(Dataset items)

====

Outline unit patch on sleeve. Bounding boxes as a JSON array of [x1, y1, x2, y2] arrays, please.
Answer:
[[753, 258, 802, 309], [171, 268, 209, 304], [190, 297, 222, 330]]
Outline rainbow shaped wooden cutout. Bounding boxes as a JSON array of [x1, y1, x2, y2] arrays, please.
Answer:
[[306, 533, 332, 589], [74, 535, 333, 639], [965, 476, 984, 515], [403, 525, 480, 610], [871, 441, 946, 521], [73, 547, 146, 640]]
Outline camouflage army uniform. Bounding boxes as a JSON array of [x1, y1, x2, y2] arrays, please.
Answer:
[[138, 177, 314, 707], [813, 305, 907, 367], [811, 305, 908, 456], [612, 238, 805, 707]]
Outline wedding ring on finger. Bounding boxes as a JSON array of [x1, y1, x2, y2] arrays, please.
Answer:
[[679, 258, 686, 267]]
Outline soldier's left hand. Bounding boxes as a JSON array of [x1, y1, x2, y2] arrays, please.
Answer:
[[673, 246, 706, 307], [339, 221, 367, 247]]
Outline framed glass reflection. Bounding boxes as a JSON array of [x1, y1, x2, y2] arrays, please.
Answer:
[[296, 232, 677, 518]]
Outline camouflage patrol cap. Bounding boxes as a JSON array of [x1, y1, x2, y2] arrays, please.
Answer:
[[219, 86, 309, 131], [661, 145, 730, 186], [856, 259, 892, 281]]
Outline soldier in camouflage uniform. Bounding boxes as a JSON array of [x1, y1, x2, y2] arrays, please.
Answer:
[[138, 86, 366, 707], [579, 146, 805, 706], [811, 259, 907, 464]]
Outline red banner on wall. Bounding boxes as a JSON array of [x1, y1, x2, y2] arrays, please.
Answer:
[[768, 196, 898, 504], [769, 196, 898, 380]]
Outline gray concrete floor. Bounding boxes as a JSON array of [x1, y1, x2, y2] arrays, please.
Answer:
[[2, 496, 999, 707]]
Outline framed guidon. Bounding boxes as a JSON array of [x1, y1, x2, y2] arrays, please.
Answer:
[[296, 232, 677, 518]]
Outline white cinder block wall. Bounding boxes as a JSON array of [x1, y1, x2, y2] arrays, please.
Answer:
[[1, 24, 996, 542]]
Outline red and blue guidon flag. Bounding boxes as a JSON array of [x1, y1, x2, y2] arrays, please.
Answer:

====

TASK INSTRUCTIONS
Set down the line that contains "Outline camouflage patrol" exactly. Do the same for each later line of the data, through the end, and add nothing.

ANSWER SECTION
Outline camouflage patrol cap. Bounding boxes as a JSON array of [x1, y1, x2, y2] arrays, please.
Answer:
[[219, 86, 309, 131], [661, 145, 730, 186], [856, 259, 892, 281]]
Outline soldier in camouflage uniform. Bounding boxes as a JSON array of [x1, y1, x2, y2] arrays, please.
Answer:
[[138, 86, 366, 707], [579, 146, 805, 706], [811, 259, 907, 464]]
Outline red banner on wall. Bounding boxes as a JSON array of [x1, y1, x2, y2] arrays, please.
Answer:
[[768, 196, 898, 504], [769, 196, 898, 380]]
Outline gray concrete floor. Bounding boxes as a JSON array of [x1, y1, x2, y2] arrays, please.
Answer:
[[2, 496, 999, 707]]
Outline framed guidon. Bounding boxes as a JSON array of [x1, y1, x2, y2] arrays, please.
Answer:
[[296, 232, 677, 518]]
Outline white cinder block wall. Bounding boxes as a JSON array of [x1, y1, x2, y2] arrays, please.
Answer:
[[1, 24, 996, 542]]
Outline red and blue guidon flag. Bounding boxes as a JSON array of [x1, y1, x2, y2] arrays, please.
Answer:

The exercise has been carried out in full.